* Work instructions *
Below are lines of data; count those containing the word "folded" and write nothing but the number.

* Task input *

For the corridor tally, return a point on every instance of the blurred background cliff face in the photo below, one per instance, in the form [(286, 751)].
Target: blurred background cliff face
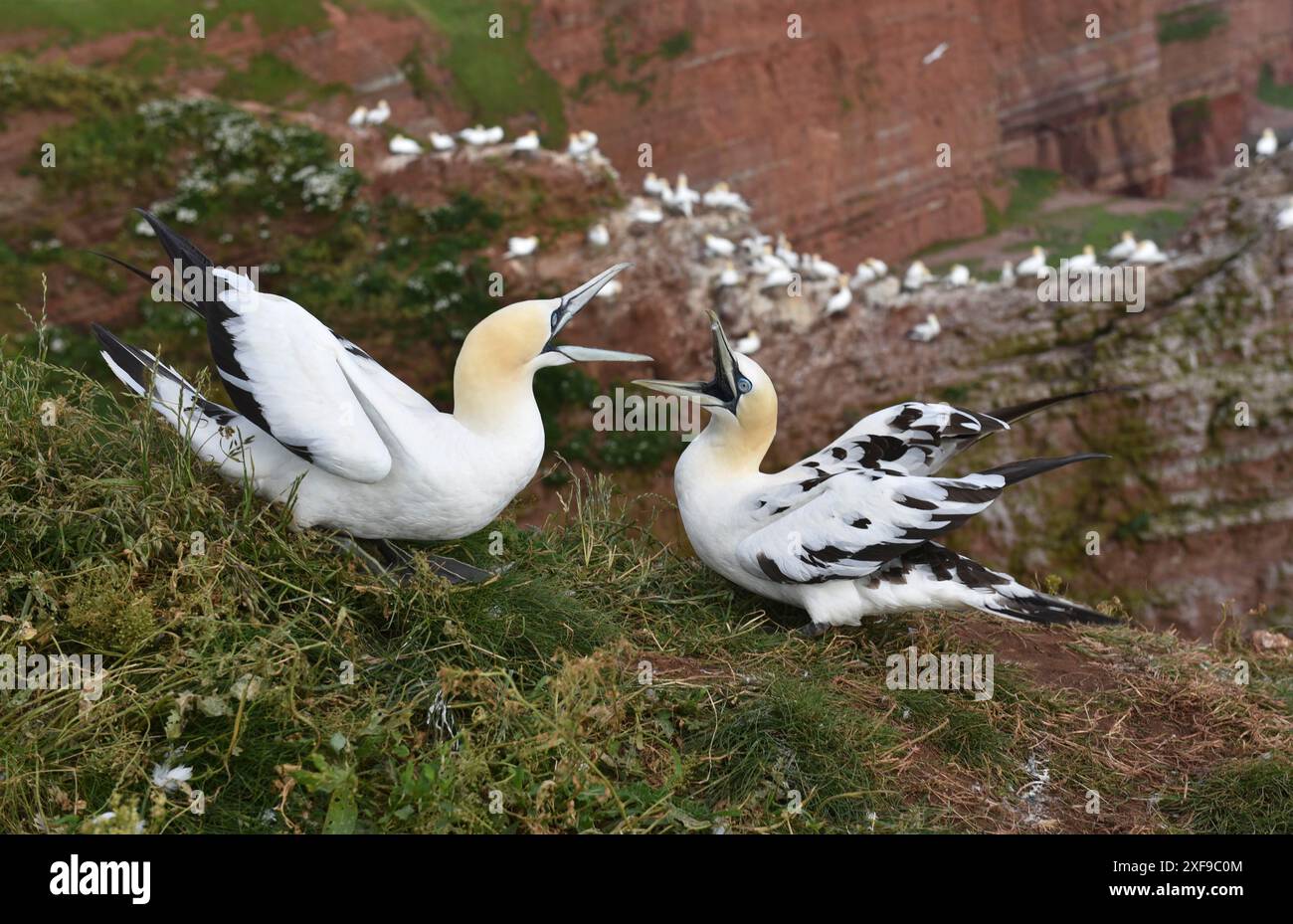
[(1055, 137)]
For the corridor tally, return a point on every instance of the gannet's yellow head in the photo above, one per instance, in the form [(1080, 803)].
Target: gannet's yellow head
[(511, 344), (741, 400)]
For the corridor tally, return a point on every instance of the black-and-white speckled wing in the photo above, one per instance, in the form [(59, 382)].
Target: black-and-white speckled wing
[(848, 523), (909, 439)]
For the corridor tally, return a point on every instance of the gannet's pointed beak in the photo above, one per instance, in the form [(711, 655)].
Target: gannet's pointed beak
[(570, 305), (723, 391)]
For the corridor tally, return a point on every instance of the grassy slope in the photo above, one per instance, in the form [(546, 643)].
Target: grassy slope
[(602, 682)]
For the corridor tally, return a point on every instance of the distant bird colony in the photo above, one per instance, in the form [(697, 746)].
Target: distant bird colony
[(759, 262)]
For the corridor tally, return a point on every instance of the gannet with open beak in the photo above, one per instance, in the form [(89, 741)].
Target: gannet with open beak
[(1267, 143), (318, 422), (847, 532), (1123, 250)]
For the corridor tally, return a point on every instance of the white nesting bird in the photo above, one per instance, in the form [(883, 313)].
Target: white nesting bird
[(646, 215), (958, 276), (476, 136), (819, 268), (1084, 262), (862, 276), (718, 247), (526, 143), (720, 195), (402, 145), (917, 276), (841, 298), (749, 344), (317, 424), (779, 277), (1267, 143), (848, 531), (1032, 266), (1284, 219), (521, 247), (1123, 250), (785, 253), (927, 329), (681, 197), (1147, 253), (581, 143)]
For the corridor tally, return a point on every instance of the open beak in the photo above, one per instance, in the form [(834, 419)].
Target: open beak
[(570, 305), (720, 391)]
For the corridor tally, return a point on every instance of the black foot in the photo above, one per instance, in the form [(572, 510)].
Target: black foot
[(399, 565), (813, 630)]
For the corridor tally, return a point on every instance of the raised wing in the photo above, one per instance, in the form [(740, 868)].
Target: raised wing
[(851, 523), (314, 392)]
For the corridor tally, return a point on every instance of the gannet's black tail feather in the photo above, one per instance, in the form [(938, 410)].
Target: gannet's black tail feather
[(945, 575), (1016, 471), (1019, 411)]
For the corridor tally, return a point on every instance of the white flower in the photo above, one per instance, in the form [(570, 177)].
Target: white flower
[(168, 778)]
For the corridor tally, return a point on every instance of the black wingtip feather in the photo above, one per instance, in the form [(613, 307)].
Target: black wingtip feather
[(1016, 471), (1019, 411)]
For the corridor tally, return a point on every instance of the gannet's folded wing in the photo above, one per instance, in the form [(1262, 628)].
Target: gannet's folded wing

* Task result *
2